## START DATASET ENTRIES

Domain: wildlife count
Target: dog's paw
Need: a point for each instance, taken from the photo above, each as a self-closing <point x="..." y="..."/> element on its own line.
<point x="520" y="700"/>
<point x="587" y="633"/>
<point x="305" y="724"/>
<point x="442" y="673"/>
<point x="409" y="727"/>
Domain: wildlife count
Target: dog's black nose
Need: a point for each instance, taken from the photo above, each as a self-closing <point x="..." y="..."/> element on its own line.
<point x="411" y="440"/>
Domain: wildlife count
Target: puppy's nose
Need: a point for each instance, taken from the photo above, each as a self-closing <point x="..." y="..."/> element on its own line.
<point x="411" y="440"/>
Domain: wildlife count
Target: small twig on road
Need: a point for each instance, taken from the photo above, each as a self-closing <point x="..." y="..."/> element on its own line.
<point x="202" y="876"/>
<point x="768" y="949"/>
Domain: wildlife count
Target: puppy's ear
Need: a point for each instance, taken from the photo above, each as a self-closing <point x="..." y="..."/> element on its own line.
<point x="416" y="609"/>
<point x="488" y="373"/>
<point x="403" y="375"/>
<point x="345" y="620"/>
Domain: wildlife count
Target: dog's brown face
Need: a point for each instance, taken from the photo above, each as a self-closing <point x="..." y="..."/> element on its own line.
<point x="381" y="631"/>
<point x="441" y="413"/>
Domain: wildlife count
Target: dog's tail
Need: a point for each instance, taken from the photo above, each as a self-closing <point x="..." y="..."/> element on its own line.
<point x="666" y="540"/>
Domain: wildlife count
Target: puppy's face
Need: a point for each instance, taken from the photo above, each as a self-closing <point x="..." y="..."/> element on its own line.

## END DATASET ENTRIES

# INSTRUCTION:
Reproduce every one of the rows above verbatim, with no alterations.

# SOLUTION TO THE EXERCISE:
Domain: wildlife count
Target: dog's paw
Need: a point for each instance, taken from the photo above, each as a self-closing <point x="..." y="..."/> element on its own line.
<point x="520" y="700"/>
<point x="587" y="633"/>
<point x="305" y="724"/>
<point x="442" y="673"/>
<point x="409" y="727"/>
Domain: wildlife count
Target: dog's black nose
Need: a point for each instance, taken from the photo above, each as a self-closing <point x="..." y="..."/> element on its own line.
<point x="411" y="440"/>
Domain: wildlife count
Target: puppy's nose
Need: a point for each instance, taken from the photo above, each as a self-closing <point x="..." y="..."/> element on its own line.
<point x="411" y="440"/>
Domain: wildlife count
Target: small twig on road
Need: a point for each instance, taken from the photo above, each as a self-closing <point x="..." y="..."/> element on its own line.
<point x="202" y="876"/>
<point x="768" y="949"/>
Domain: wildlife count
Target: puppy's ear
Need: a point for each instance, taken from the photo above, each as a self-closing <point x="..." y="..."/> element on its own line.
<point x="416" y="609"/>
<point x="488" y="373"/>
<point x="403" y="375"/>
<point x="345" y="620"/>
Domain: wildlife count
Target: dog's brown face
Need: a point for each instance, taken from the photo above, each as a self-closing <point x="..." y="..."/> element on its own line.
<point x="381" y="631"/>
<point x="441" y="413"/>
Domain: wildlife count
Target: dog's tail
Need: a point for each instance, taken from the photo above, each as a self-closing <point x="..." y="..."/> element on its own line.
<point x="666" y="540"/>
Domain: wildlife count
Target: puppy's face
Need: a point for each instance, taken from the photo above, each as a self-closing <point x="..." y="..."/> element on its own line.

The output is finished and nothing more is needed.